**AIM OF THE TASK**: Starting at the beginning of the data and ending at the line containing "271,97,409,362", with both ends included, reproduce every line, requests included, and shift each bounding-box coordinate in the answers up by 133. Omit the pictures from your output.

**SUPPLIED DATA**:
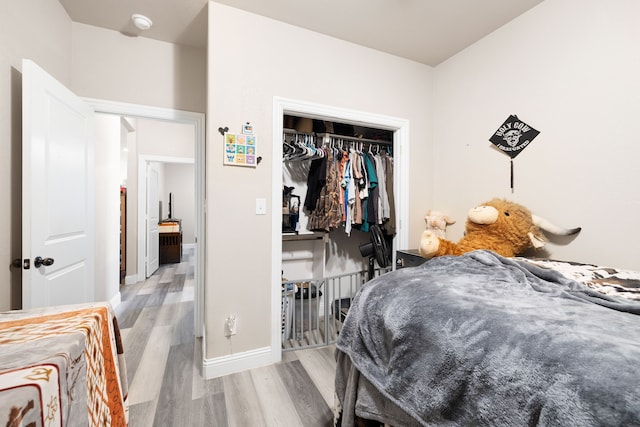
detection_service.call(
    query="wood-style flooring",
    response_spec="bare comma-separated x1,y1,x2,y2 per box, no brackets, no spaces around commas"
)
116,250,336,427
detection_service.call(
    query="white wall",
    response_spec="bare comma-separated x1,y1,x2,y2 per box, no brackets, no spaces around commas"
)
205,2,432,359
0,0,71,311
430,0,640,269
71,22,206,112
94,114,120,305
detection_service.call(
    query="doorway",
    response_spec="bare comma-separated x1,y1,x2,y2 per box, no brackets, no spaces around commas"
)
84,98,206,337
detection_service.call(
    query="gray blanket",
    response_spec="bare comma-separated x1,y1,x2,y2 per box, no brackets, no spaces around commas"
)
336,251,640,426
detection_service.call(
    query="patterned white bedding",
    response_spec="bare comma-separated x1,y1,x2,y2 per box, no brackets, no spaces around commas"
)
517,258,640,301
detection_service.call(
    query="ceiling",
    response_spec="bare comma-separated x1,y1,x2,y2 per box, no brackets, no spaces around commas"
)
59,0,542,66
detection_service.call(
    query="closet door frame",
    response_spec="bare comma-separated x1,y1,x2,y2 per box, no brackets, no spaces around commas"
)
271,97,409,362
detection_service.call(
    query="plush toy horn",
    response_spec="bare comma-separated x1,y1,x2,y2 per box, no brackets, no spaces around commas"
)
531,215,582,236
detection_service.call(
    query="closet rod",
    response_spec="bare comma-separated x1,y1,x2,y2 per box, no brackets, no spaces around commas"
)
283,128,393,145
317,133,393,145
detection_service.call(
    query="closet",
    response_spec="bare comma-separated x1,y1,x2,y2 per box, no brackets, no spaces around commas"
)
282,115,396,350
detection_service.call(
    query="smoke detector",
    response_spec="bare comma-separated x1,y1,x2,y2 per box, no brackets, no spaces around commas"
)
131,13,153,31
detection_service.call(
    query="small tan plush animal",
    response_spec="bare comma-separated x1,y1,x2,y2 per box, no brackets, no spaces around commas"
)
418,199,581,259
424,210,456,239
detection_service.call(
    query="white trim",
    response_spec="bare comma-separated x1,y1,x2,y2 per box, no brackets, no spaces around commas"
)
271,96,409,363
203,347,273,380
83,98,207,337
109,291,122,310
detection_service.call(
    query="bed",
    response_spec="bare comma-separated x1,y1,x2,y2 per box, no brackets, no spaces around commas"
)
0,303,128,427
335,251,640,427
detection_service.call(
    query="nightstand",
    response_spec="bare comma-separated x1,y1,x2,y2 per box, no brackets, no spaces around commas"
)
396,249,426,269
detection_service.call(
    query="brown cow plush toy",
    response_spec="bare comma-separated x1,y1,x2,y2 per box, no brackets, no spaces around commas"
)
418,199,581,259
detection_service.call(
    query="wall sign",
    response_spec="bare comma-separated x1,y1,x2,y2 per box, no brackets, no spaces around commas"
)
489,115,540,192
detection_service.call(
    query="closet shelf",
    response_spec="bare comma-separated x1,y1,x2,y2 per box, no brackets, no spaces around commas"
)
282,232,329,242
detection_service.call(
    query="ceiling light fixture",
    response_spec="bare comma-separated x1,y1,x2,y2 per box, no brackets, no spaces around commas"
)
131,13,153,31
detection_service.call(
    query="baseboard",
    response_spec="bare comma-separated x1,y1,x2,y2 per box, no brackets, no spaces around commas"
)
109,291,122,310
203,347,274,379
124,274,138,285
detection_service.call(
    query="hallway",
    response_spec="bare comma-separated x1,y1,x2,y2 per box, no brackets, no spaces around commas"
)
116,249,335,427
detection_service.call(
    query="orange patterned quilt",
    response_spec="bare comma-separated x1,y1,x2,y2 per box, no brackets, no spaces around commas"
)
0,304,128,427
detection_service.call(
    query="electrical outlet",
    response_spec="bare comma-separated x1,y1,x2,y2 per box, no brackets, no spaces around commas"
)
224,314,238,337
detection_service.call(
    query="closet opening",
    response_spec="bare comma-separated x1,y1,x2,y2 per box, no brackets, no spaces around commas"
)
280,112,401,351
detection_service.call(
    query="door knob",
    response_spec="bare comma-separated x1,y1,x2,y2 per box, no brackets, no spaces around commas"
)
33,256,54,268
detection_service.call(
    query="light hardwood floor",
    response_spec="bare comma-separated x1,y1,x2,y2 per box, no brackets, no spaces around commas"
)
116,251,335,427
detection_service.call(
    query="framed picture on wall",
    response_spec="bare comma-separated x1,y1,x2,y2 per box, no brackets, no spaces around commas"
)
224,133,258,167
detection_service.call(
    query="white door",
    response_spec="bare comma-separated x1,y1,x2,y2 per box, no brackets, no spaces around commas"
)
145,163,160,277
22,59,94,309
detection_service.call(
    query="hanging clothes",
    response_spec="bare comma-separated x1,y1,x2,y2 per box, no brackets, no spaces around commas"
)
307,150,342,232
382,152,396,236
304,157,327,212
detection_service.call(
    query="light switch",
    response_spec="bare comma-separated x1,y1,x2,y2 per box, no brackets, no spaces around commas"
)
256,199,267,215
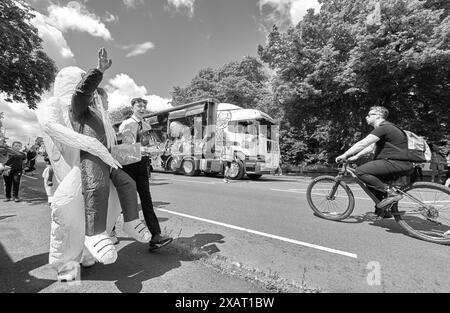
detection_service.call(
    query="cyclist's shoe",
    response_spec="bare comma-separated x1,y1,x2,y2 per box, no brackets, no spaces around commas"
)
148,234,173,251
375,205,392,218
375,191,403,209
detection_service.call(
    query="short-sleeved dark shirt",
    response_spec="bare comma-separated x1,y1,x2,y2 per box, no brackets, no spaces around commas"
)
5,153,27,173
0,146,8,163
371,121,408,160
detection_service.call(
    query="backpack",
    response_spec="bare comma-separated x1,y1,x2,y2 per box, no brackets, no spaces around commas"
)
403,130,431,163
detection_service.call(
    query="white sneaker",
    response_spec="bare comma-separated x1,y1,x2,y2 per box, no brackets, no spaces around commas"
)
84,231,117,264
57,261,80,282
109,230,119,245
81,249,96,267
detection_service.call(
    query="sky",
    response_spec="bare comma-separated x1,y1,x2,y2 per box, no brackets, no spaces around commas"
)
0,0,320,144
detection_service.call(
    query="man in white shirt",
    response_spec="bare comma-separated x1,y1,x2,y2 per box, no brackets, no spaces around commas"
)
119,98,173,251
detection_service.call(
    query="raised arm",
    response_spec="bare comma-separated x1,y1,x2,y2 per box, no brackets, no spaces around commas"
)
72,48,112,120
71,69,103,120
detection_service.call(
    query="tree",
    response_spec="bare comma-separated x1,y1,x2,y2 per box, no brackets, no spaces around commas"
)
0,0,57,109
258,0,450,161
109,105,133,124
172,57,273,109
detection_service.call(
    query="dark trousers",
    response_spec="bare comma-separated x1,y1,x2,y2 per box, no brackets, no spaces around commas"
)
3,172,22,198
81,153,139,236
123,157,161,236
355,159,414,200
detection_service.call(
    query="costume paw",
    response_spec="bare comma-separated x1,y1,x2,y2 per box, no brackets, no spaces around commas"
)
123,219,152,243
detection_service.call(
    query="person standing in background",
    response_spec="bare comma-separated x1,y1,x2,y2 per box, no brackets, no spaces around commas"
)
119,98,173,251
3,141,27,202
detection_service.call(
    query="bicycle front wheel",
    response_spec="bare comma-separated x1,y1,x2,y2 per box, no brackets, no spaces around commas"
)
306,176,355,221
393,182,450,244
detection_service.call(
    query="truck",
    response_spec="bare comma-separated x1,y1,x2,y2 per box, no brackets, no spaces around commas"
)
117,99,280,180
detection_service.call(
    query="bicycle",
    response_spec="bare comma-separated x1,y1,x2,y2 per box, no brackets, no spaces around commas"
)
306,162,450,244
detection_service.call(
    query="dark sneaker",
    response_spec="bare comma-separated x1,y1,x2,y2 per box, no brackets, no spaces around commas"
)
375,193,403,209
148,234,173,251
375,206,392,218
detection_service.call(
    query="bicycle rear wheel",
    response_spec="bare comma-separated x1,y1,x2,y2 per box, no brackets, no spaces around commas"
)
392,182,450,244
306,176,355,221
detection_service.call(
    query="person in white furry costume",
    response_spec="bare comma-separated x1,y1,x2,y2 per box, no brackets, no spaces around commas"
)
36,49,150,280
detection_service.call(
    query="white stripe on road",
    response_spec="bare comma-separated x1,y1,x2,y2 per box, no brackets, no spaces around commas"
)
158,209,358,259
169,178,216,185
22,174,39,180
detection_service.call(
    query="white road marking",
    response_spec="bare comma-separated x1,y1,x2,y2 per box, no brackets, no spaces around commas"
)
22,174,39,180
169,178,218,185
158,209,358,259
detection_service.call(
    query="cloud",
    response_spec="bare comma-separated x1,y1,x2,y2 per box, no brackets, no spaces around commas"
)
103,11,119,23
123,0,143,8
259,0,320,25
168,0,195,17
31,11,76,67
48,1,112,40
105,74,171,112
123,41,155,58
0,94,41,145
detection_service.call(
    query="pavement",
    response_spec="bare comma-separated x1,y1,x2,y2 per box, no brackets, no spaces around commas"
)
0,158,274,293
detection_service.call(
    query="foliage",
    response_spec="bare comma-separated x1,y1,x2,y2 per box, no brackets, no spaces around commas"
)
258,0,450,161
0,0,57,109
109,105,133,124
172,57,272,108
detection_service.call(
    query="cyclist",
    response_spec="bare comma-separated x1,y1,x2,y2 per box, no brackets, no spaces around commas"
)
336,106,414,217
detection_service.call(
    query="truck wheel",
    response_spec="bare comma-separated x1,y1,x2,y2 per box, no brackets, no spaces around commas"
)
181,160,198,176
228,161,244,180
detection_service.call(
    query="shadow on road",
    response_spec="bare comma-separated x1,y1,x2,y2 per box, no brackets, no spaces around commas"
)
0,244,55,293
340,212,404,233
0,215,17,221
81,230,224,293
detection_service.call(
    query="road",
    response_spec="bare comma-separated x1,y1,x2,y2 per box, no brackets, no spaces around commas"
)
151,169,450,292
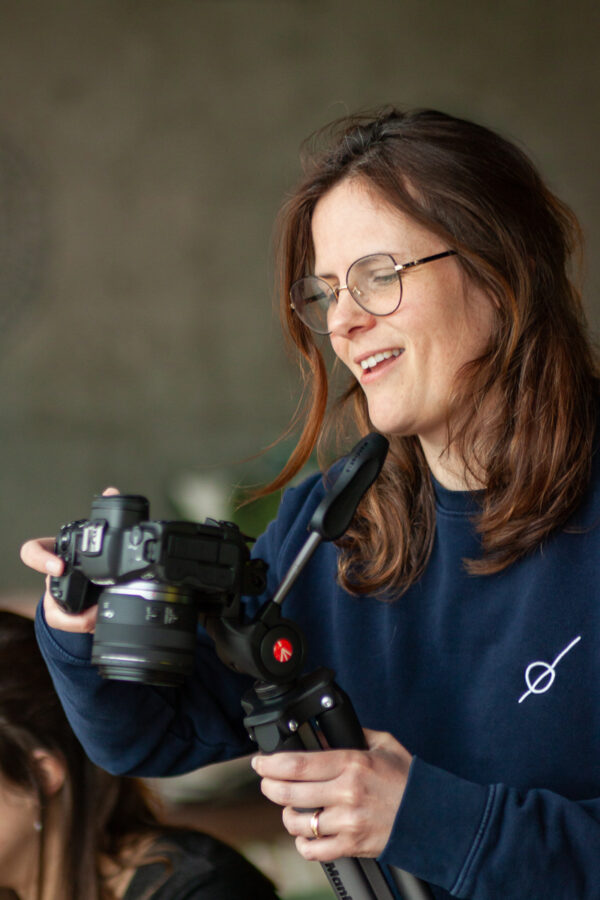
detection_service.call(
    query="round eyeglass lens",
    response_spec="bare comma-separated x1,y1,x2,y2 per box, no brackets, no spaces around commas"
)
348,253,402,316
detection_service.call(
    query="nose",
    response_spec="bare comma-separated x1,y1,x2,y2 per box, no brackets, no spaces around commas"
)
327,284,374,337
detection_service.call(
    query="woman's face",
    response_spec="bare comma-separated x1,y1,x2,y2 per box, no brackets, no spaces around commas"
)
312,179,493,465
0,773,39,896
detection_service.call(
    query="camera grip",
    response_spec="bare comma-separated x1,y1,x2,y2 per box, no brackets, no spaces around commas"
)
50,569,100,614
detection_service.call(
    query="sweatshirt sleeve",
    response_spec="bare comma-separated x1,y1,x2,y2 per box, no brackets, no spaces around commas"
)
381,757,600,900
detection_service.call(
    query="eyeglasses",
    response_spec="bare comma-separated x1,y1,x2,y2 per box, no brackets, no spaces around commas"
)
290,250,456,334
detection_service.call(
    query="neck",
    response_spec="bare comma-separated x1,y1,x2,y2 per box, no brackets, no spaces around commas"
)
421,439,485,491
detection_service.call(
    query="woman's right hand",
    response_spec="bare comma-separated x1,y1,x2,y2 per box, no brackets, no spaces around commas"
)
21,538,98,633
21,487,119,634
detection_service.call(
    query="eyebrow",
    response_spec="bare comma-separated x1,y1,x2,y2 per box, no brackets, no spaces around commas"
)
312,250,400,281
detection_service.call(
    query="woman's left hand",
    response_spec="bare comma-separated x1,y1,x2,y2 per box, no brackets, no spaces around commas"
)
252,729,412,862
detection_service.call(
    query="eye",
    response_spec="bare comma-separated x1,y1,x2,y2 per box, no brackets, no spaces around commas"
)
365,266,398,290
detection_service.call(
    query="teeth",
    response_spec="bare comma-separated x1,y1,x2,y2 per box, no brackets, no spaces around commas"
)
360,348,401,371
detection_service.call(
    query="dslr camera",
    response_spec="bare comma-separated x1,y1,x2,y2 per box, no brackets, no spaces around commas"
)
50,494,267,685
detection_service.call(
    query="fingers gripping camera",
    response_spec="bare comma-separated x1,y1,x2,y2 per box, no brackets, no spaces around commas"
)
50,494,266,684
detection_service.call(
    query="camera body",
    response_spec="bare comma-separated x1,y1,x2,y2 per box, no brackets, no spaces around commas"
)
50,494,266,684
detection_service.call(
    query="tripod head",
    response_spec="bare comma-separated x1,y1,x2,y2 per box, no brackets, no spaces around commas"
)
204,432,389,685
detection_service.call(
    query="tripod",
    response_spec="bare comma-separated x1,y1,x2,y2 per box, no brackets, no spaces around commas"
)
206,433,431,900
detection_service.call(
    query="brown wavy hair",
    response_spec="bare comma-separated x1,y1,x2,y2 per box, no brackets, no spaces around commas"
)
0,610,169,900
265,108,598,596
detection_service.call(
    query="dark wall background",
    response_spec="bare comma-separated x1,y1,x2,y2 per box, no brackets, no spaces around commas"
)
0,0,600,592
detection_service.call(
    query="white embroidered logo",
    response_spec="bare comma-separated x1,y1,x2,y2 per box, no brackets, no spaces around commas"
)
519,635,581,703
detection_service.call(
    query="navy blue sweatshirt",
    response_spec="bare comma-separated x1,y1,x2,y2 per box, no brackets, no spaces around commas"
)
37,455,600,900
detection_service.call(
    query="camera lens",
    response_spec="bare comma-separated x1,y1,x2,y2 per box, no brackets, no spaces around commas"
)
92,580,198,685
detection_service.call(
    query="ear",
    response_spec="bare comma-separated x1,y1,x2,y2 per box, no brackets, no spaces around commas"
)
32,749,67,797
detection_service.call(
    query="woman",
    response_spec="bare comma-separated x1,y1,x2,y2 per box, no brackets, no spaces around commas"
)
0,610,276,900
22,109,600,900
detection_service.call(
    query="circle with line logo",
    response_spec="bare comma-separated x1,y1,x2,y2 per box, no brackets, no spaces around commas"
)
525,661,556,694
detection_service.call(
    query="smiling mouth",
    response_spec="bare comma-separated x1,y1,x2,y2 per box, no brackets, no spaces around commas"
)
360,347,403,372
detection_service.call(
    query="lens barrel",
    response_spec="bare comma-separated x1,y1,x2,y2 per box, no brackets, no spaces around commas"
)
92,580,198,686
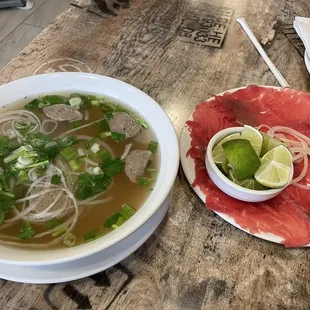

**FINISHED TASK**:
detection_service.call(
    query="wood-style flooring",
    response_spec="bare comma-separated x1,y1,x2,y2 per box, no brackets, no spaces around commas"
)
249,383,469,560
detection_service.call(
    query="white wall",
    response_spec="bare comma-separated x1,y1,x2,y2 per box, no brackets, no spaces around commas"
)
338,135,565,492
133,133,204,444
563,133,773,402
204,155,339,245
227,247,253,438
detection_service.call(
    query="doorway",
    response_spec="bare comma-separated x1,y1,x2,y2 per box, no brackets, no spaces around commas"
)
217,231,339,470
detection_service.call(
    query="gray blanket",
    response_spec="bare comma-separated x1,y1,x2,y2 per box, no brackets, no spaces around commas"
)
469,384,773,559
detection_service.call(
    query="patterned white bedding",
    response_spec="bare comma-separated x1,y1,x2,y2 per box, no brackets, no spaces around commas"
)
650,391,773,434
detection_service.call(
    query="ceiling",
    response_spec="bare comma-separated x1,y1,x2,y2 per box, no brackets, no spaces around commas"
)
192,133,675,199
detection_service.call(
    query="closet door frame",
    response_spec="bare comma-separated x1,y1,x2,y2 per box, no brackets, no spaces around commas"
)
404,230,542,495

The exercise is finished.